RECORDS SUPPLIED
+++

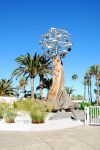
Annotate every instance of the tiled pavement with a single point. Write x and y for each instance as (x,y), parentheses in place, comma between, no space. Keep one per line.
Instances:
(77,138)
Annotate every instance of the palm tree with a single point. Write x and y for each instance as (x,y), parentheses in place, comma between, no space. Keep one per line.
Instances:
(74,77)
(22,84)
(28,67)
(69,90)
(87,80)
(89,84)
(85,84)
(95,71)
(46,84)
(6,88)
(43,70)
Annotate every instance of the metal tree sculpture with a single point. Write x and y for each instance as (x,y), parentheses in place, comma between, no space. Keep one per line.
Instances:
(56,44)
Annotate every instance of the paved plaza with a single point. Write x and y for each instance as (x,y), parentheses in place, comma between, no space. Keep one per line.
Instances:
(77,138)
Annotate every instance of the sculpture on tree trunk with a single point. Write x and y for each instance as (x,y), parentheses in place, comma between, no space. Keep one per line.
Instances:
(53,43)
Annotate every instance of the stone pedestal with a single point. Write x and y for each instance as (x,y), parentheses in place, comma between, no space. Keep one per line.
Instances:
(57,91)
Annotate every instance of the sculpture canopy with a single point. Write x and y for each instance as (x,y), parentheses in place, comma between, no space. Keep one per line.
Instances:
(56,44)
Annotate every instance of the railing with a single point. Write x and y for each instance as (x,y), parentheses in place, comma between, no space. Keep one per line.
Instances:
(92,115)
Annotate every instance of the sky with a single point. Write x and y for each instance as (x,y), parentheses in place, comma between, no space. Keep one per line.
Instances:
(23,21)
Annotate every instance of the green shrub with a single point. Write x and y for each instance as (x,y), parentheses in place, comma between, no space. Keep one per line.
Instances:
(37,115)
(10,115)
(85,104)
(23,105)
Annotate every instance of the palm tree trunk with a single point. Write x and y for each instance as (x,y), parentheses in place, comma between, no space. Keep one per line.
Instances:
(84,91)
(97,98)
(32,88)
(90,93)
(41,90)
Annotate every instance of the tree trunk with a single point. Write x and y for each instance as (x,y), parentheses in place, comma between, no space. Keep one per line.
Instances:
(84,91)
(97,98)
(41,90)
(32,88)
(90,93)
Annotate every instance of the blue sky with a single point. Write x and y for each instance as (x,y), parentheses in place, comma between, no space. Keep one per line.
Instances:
(23,21)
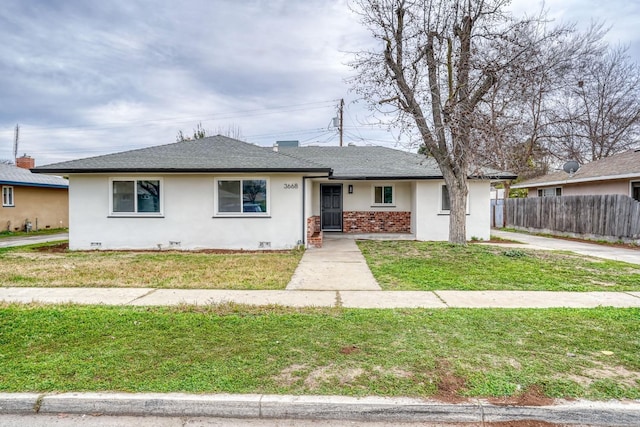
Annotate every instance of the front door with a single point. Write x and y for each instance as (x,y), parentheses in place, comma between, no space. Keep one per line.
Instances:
(331,211)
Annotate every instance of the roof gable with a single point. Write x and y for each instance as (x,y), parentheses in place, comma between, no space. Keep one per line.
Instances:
(374,162)
(211,154)
(13,175)
(223,154)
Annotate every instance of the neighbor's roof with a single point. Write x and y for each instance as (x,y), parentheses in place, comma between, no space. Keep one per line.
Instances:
(371,162)
(13,175)
(211,154)
(619,166)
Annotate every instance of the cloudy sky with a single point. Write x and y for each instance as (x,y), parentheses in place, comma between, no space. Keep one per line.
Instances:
(84,78)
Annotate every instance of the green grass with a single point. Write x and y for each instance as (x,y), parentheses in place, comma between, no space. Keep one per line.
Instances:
(238,349)
(38,266)
(6,233)
(408,265)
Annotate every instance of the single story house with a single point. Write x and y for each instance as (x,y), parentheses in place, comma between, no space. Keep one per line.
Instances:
(617,174)
(36,201)
(219,192)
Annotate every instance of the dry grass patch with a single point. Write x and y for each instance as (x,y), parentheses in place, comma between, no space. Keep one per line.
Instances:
(29,267)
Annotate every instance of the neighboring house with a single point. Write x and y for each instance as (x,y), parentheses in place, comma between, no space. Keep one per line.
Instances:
(37,200)
(219,192)
(618,174)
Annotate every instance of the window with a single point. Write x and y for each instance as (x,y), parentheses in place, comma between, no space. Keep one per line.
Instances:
(139,197)
(242,196)
(383,194)
(7,196)
(549,192)
(445,203)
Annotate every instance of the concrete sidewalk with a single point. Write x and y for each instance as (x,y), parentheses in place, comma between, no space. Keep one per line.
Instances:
(339,408)
(338,265)
(346,299)
(589,249)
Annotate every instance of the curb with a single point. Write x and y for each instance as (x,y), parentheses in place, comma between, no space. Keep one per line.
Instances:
(256,406)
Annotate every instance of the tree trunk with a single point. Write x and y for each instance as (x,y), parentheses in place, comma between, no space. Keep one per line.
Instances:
(507,189)
(458,213)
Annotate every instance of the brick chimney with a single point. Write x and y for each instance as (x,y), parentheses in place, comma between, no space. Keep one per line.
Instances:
(25,162)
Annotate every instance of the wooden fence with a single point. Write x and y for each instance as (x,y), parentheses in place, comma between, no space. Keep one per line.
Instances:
(611,217)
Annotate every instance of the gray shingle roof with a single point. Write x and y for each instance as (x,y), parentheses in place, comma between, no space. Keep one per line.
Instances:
(623,165)
(223,154)
(211,154)
(13,175)
(354,162)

+++

WHAT YOU NEED TO DO
Reproduce, unchanged, everything from the line containing "Annotate every instance of the brick" down to the last of the lines.

FINAL RESULT
Annotate every instance of the brick chimney with a single point. Write x and y for each instance as (x,y), parentheses in place, comma between, no space. Keep one per line.
Instances:
(25,162)
Annotate every instance of the wooden fence with a single point. Write x and y for each instance as (x,y), parentheses in place, comma between, no space. Keep one per line.
Instances:
(611,217)
Annotate every instance of the gray shingle roof with a single point. Write x and y for each instance as (x,y), parentheses in place, comma between, no space. Keep one per line.
Instances:
(623,165)
(223,154)
(211,154)
(13,175)
(354,162)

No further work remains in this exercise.